═════ Reading passage

The Christian Appeal
(March 2001)
"Paint
Creek & the Mystery
of Christ"
by Curtis
Shelburne
|
“. . . you
will be able to understand my insight into the mystery of Christ, which was
not made known to men in other generations as it has
now been revealed by the Spirit to God's
holy apostles and prophets.”
Ephesians 3:4-5
|
"My younger
brother Jim and I walked among the headstones dotting the small country cemetery
nestled near the Edith Community a little over eight miles outside of Robert
Lee, Texas.
Strange
that the names of creeks would so distinguish dry West Texas.
Yellow
Wolf Creek.
Messbox Creek.
Rough
Creek.
Well-kept
but absolutely blending in with their surroundings, the headstones at Paint
Creek Cemetery had grown up where once only mesquite trees and prickly pears had
dotted the landscape. Not far off, but far enough away to be absolutely
unobtrusive, was a defunct country cafe and a flock of
goats.

══════════
═════ Data section

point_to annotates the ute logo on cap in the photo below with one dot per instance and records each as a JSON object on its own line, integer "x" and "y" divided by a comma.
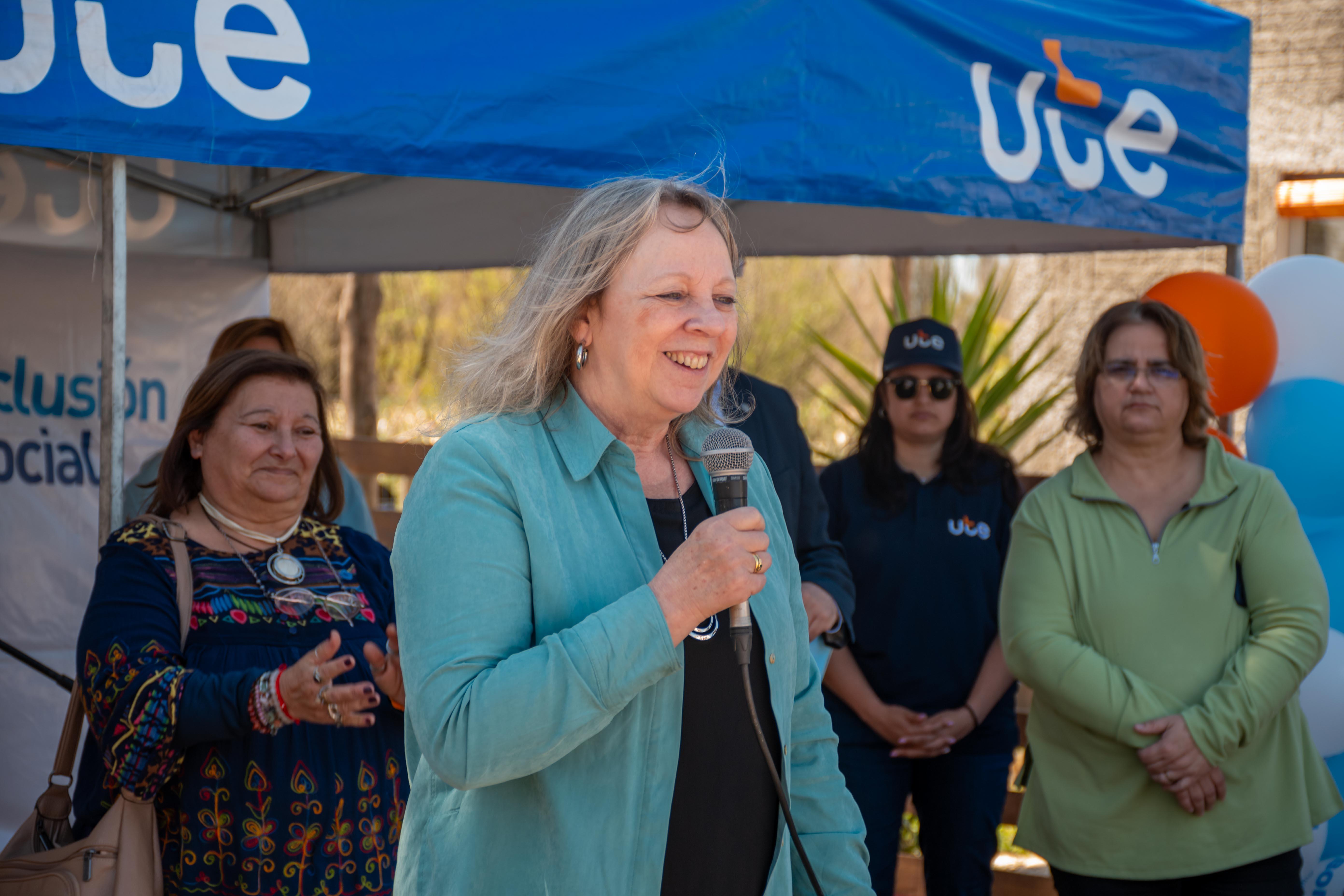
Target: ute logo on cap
{"x": 966, "y": 527}
{"x": 923, "y": 340}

══════════

Your instructions =>
Name every creek that the Paint Creek article mentions.

Response to the task =>
Paint Creek, Yellow Wolf Creek, Messbox Creek, Rough Creek